-- What to work on --
1. According to the Amber Mark biography, what was the title of her first mini-album?
2. Copy the Amber Mark biography from "Amber Mark and her mother later" to "the age of 60.", swapping "choir" for "glee club".
— START OF Excerpted text —
Amber Mark (born December 29, 1993) is an American singer, songwriter, and producer. She released her first mini-album, 3:33am, in May 2017. Her multifaceted style implements sounds from hip hop, R&B, soul, and bossa nova. She was nominated as a featured artist for "Best Engineered Album" at the 61st Annual Grammy Awards. Her debut album, Three Dimensions Deep, was released in January 2022.

Life and career

1993–2015: Early life
Mark was born on December 29, 1993, on a farm in Summertown, Tennessee to a Jamaican father and a German mother whose name was Mia Mark, from Kaiserslautern. Amber Mark's mother was a painter and her father was a musician. She has an older half-brother and an older sister.  She and her mother lived in Miami, New York, and Munich eventually moving to a Darjeeling monastery in India so that her mother could learn Tibetan Buddhist thangka painting. After spending a few years there, they moved back to her mother's home country, in the Pankow borough of Berlin. It was Mia Mark who gave Amber her first guitar; Amber started to teach herself how to play music. Before she attended high school Amber Mark and her mother moved back to New York City, where her godparents legally adopted her so that she could go to Talent Unlimited High School in the city.  

Amber Mark and her mother later moved back to Miami where her brother lived. Mark attended Miami Beach Senior High.  She joined the high school choir and an after school rock ensemble. She said during an interview that this was when she realized that she wanted to be an artist. She moved back later to New York City where she interned at Roc Nation. Mia Mark died in 2013 at the age of 60.
— END OF Excerpted text —
— START OF Information given —
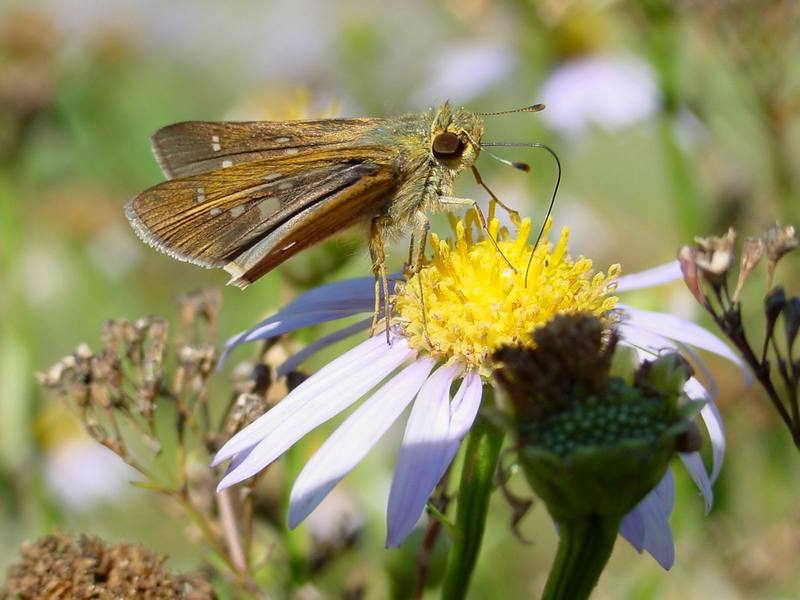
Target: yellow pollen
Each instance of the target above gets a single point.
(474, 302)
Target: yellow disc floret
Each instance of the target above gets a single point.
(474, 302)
— END OF Information given —
— START OF Information given —
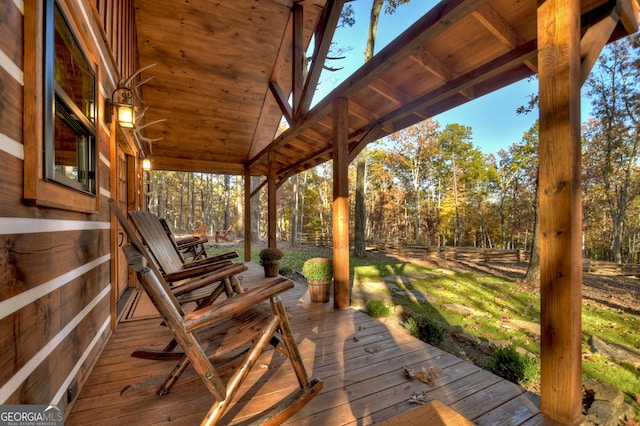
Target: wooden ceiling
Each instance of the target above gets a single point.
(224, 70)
— END OF Information given —
-- Solutions for each task --
1. 3:33am

2.
Amber Mark and her mother later moved back to Miami where her brother lived. Mark attended Miami Beach Senior High.  She joined the high school glee club and an after school rock ensemble. She said during an interview that this was when she realized that she wanted to be an artist. She moved back later to New York City where she interned at Roc Nation. Mia Mark died in 2013 at the age of 60.